カミユと小説『ペスト』(la Peste)

毎日、コロナウイルス関連のニュースが報じられる中で、わたしは、この度の感染症は、あの小説『ペスト』の出来事に似ていると書かれている新聞記事が目に留まりました。近くの図書館で小説を借りようと思い、係の人に、アルベール・カミユ(Albert Camus)の『ペスト』(la Peste)という作品探してもらいました。図書館の人が“何があったのですか”とおもうほど、予約が殺到していました。それでも、残っていた1冊を借りることが出来ました。皆さんはペスト(pest)という伝染病の名前を知っておられると思います。

14世紀からはヨーロッパ諸国に蔓延し、500年後、19世紀になってようやくワクチンが出来て恐ろしい伝染病ではなくなったという事です。死者の数は5千万人とも、1億人とも言われています。 日本でも1900年頃に発症し、医学者・北里柴三郎(きたざと・しばさぶろう)がペスト菌を発見してワクチンが作られて、大流行を食い止めたということがありました。ネズミに巣食うノミにかまれることによって感染し、たちまち重症化することで恐れられています。コロナウイルスが、咳の飛沫によって、容易に感染するように、ペスト菌もその広がりの速さやしつこさが似ているというのです。

作者のアルベール・カミユ(Albert Camus)は1913年、北アフリカ・当時はフランス領アルジェリア(ALGERIA)の生まれです。元々はフランス人の家族でしたがアルジェリアに移住し、カミユは大変貧しい、その家庭に生まれました。しかも病弱でしたが、小学生のころに、彼の才能を見い出した教師に励まされて上級学校で学び、その才能が花開いていきました。その後は、多くの社会活動に積極的に参加して執筆を続け、28歳の時、小説『ペスト』の構想が浮かび、10年間かけて『ペスト』の出版に漕ぎつけました。そうした出版と彼の活動が評価され、47歳の時にはノーベル文学賞を受けています。ところが、ようやく次の目標を持ってパリに向かいましたが、友人が車の運転を誤り、49歳で惜しくも事故死してしまったのです。

小説『ペスト』(la Peste)のあらすじ

1940年代4月16日、アルジェリアの港湾都市オラン(Oran)での出来事です。現在、オランの人口は60万人で、アルジェリア第二の町です。オランは真冬でも摂氏26度、真夏は45度にもなる、砂漠のような過酷な場所です。一人の医師リウーが、部屋の外階段で一匹の死んだ“ねずみ”につまずきます。リウーは同じ日に、同じようなことに二度出会ってしまいました。程なくして“死んだネズミ”は町中に見られるようになり、身近な人たちが次々と熱病で倒れていきました。

医師のリウーは人々の死因が「ペスト」ではないのかと気付きました。間もなく、新聞やラジオがそれを報じますと、最初は誰もが楽観的だったのですが、町はパニックになり、オランの役所も対応に追われるようになりました。やがて町には外出禁止令が出され、中国の武漢ぶかん(Uhan)のように、すべての交通が遮断され、外部との接触は完全に断たれました。しかし、感染者は膨れ上がり、サッカー場に張られたテントに収容して隔離されるほどになりました。商店は、売る品物がなくなり、次ぎ次と閉めて行き、市民の精神状態は極限に向かって行きました。フランスに脱出したいという人がいれば、それを目当てに密航を企てる人も現れましたが、うまくいくことはありませんでした。

課題 1 » 抜粋テキストでカミユの年齢が数字で示されている出来事を、その年齢とともにすべて挙げてください。
課題 2 » 抜粋テキストによると、日本でペスト菌を発見した医学者は誰かを答えてください。

データセット項目 »
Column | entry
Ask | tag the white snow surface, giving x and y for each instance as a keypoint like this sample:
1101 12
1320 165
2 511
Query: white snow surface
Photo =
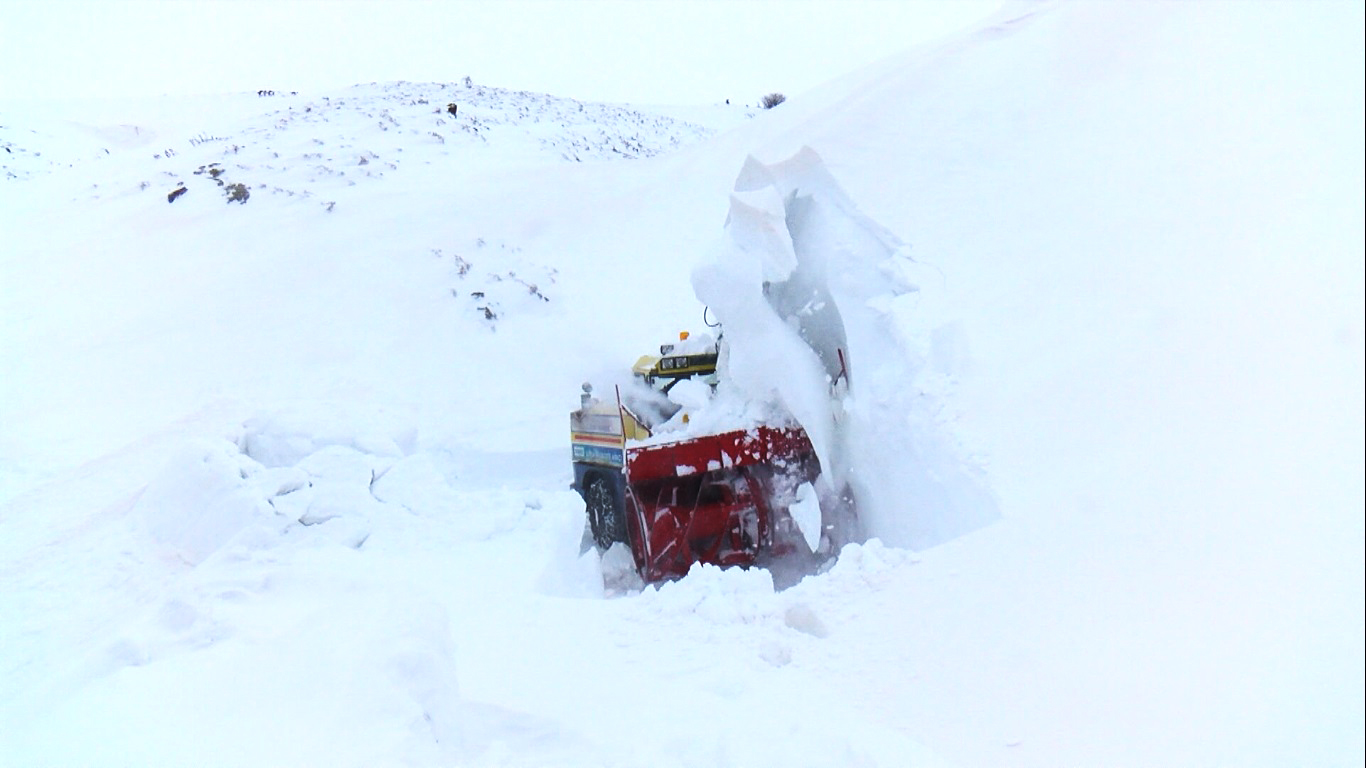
286 483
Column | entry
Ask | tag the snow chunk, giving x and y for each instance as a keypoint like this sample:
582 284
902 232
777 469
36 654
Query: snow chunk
814 301
286 436
201 500
806 514
418 485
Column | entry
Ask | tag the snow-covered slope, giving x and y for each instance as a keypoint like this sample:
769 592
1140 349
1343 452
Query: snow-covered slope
283 489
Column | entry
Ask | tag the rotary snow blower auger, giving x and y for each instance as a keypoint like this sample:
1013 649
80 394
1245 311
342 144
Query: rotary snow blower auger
683 480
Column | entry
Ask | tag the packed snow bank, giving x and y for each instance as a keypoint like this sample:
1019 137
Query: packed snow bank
818 305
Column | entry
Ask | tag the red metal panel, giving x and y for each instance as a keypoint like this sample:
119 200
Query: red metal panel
742 447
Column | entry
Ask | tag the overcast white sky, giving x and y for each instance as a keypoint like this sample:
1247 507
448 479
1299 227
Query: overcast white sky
623 51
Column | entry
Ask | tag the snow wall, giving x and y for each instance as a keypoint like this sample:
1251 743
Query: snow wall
817 305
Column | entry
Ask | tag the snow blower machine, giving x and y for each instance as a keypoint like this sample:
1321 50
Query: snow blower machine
679 476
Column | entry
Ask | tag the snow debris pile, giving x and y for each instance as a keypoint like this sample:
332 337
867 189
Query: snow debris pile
817 304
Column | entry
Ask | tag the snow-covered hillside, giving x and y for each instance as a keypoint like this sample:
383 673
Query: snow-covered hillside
284 481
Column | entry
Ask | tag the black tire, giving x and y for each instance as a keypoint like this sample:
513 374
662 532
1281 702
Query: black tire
604 511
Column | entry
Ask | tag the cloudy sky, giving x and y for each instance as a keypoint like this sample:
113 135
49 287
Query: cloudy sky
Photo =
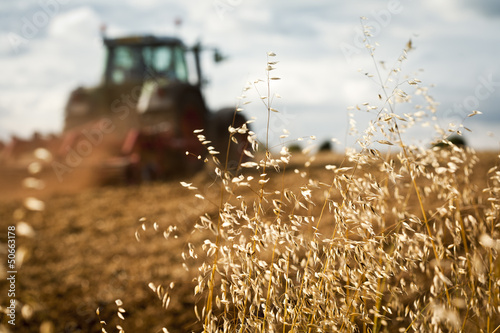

解答欄 1 »
28歳：小説『ペスト』の構想が浮かんだ。
47歳：ノーベル文学賞を受けた。
49歳：友人の運転する車の事故で亡くなった。

解答欄 2 » 北里柴三郎